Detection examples
'''
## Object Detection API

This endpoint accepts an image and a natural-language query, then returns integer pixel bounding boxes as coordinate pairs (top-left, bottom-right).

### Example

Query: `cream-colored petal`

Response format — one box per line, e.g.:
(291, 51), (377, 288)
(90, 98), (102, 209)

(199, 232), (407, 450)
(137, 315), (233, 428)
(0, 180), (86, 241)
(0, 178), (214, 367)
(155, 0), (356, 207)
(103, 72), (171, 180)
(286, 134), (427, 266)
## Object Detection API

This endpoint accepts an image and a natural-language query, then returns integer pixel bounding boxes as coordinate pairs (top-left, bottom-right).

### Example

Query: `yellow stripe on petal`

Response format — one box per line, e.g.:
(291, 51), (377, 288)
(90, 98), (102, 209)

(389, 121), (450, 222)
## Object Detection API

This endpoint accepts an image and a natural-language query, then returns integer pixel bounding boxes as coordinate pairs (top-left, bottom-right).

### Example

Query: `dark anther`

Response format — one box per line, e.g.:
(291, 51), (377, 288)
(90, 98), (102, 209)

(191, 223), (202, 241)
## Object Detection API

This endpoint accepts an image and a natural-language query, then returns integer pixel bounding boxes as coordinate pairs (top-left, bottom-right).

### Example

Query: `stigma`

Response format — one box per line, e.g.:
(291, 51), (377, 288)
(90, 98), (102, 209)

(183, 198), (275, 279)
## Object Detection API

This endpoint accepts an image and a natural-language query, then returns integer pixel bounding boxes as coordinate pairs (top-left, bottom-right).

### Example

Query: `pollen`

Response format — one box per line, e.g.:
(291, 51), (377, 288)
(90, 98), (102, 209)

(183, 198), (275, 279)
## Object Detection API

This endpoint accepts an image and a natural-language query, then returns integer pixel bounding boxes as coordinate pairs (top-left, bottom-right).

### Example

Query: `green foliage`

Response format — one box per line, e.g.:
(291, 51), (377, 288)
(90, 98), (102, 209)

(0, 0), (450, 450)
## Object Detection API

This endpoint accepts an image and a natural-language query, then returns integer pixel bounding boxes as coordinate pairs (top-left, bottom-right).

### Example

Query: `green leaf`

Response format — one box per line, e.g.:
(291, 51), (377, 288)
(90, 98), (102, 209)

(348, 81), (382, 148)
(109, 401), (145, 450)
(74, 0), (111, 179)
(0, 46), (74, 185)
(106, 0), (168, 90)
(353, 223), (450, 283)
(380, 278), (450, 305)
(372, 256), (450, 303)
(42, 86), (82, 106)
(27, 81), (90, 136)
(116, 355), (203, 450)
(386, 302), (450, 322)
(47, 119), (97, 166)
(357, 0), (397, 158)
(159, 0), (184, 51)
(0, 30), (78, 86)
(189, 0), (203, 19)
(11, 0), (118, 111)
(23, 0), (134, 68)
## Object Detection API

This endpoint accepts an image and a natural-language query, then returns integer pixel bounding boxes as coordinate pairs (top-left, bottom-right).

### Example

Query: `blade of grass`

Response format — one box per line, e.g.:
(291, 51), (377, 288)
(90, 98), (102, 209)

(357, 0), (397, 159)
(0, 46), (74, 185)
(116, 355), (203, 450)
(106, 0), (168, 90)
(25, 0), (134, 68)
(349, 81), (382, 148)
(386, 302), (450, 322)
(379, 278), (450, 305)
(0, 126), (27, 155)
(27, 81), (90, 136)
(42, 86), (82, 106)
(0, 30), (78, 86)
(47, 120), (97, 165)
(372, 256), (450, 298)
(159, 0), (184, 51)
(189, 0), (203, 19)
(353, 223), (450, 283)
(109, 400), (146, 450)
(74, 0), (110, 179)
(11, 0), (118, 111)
'''
> **Goal**
Please rewrite all of the records above as a Markdown table with two columns, Row and Line. Give each nonblank line its own numbered row, and skip the blank lines.

> **Exercise result**
| Row | Line |
|---|---|
| 1 | ## Object Detection API |
| 2 | This endpoint accepts an image and a natural-language query, then returns integer pixel bounding boxes as coordinate pairs (top-left, bottom-right). |
| 3 | ### Example |
| 4 | Query: `cream-colored petal` |
| 5 | Response format — one box per line, e.g.: |
| 6 | (291, 51), (377, 288) |
| 7 | (90, 98), (102, 209) |
| 8 | (199, 232), (407, 450) |
| 9 | (137, 315), (233, 428) |
| 10 | (0, 180), (86, 241) |
| 11 | (0, 178), (214, 367) |
| 12 | (155, 0), (356, 207) |
| 13 | (103, 72), (171, 180) |
| 14 | (286, 134), (427, 266) |
| 15 | ## Object Detection API |
| 16 | This endpoint accepts an image and a natural-language query, then returns integer pixel bounding boxes as coordinate pairs (top-left, bottom-right). |
| 17 | ### Example |
| 18 | Query: `yellow stripe on petal` |
| 19 | Response format — one box per line, e.g.: |
| 20 | (291, 51), (377, 288) |
| 21 | (90, 98), (102, 209) |
| 22 | (389, 121), (450, 222) |
| 23 | ## Object Detection API |
| 24 | This endpoint accepts an image and a natural-language query, then returns integer pixel bounding boxes as coordinate pairs (top-left, bottom-right). |
| 25 | ### Example |
| 26 | Query: `dark anther` |
| 27 | Response format — one box per line, e.g.: |
| 28 | (291, 51), (377, 288) |
| 29 | (90, 98), (102, 209) |
| 30 | (191, 223), (202, 241) |
| 31 | ## Object Detection API |
| 32 | This endpoint accepts an image and a natural-language query, then returns integer pixel bounding boxes as coordinate pairs (top-left, bottom-right). |
| 33 | ### Example |
| 34 | Query: `stigma` |
| 35 | Response format — one box per line, e.g.: |
| 36 | (291, 51), (377, 288) |
| 37 | (90, 98), (102, 209) |
| 38 | (183, 198), (275, 279) |
| 39 | ## Object Detection API |
| 40 | This endpoint accepts an image and a natural-language query, then returns integer pixel bounding boxes as coordinate pairs (top-left, bottom-right). |
| 41 | ### Example |
| 42 | Query: `pollen` |
| 43 | Response format — one box per line, e.g.: |
| 44 | (291, 51), (377, 288) |
| 45 | (90, 98), (102, 209) |
| 46 | (183, 198), (275, 279) |
| 47 | ## Object Detection API |
| 48 | This endpoint accepts an image and a natural-language query, then returns integer pixel bounding boxes as coordinate pairs (top-left, bottom-right). |
| 49 | ### Example |
| 50 | Query: `green foliage` |
| 51 | Response format — one box per line, e.g.: |
| 52 | (291, 51), (377, 288) |
| 53 | (90, 98), (102, 209) |
| 54 | (0, 0), (450, 450) |
| 55 | ## Object Detection API |
| 56 | This endpoint accepts an image and a natural-language query, then returns integer pixel bounding boxes as coordinate pairs (top-left, bottom-right). |
| 57 | ### Example |
| 58 | Query: `green leaf` |
| 59 | Response format — one box per line, e.g.: |
| 60 | (291, 51), (377, 288) |
| 61 | (90, 98), (102, 209) |
| 62 | (348, 81), (382, 148) |
| 63 | (109, 401), (145, 450) |
| 64 | (74, 0), (111, 179) |
| 65 | (0, 46), (74, 185) |
| 66 | (106, 0), (168, 90) |
| 67 | (353, 223), (450, 283) |
| 68 | (380, 278), (450, 305) |
| 69 | (372, 256), (450, 303) |
| 70 | (42, 86), (82, 106) |
| 71 | (27, 81), (90, 136) |
| 72 | (116, 355), (203, 450) |
| 73 | (386, 302), (450, 322) |
| 74 | (47, 119), (97, 166) |
| 75 | (357, 0), (397, 158) |
| 76 | (159, 0), (184, 51) |
| 77 | (0, 30), (78, 86) |
| 78 | (189, 0), (203, 19) |
| 79 | (11, 0), (118, 111) |
| 80 | (23, 0), (134, 68) |
| 81 | ## Object Detection API |
| 82 | This endpoint accepts an image and a natural-language query, then returns integer pixel bounding boxes as coordinate pairs (top-left, bottom-right). |
| 83 | ### Example |
| 84 | Query: `blade of grass` |
| 85 | Response format — one box per line, e.g.: |
| 86 | (291, 51), (377, 288) |
| 87 | (90, 98), (102, 209) |
| 88 | (357, 0), (397, 159) |
| 89 | (0, 46), (74, 185) |
| 90 | (116, 355), (203, 450) |
| 91 | (106, 0), (168, 90) |
| 92 | (25, 0), (134, 68) |
| 93 | (349, 81), (382, 148) |
| 94 | (386, 302), (450, 322) |
| 95 | (379, 278), (450, 305) |
| 96 | (0, 126), (27, 155) |
| 97 | (27, 81), (90, 136) |
| 98 | (42, 86), (82, 106) |
| 99 | (0, 30), (78, 86) |
| 100 | (47, 120), (97, 165) |
| 101 | (372, 256), (450, 298) |
| 102 | (159, 0), (184, 51) |
| 103 | (189, 0), (203, 19) |
| 104 | (353, 223), (450, 283) |
| 105 | (109, 400), (146, 450) |
| 106 | (74, 0), (110, 179) |
| 107 | (11, 0), (118, 111) |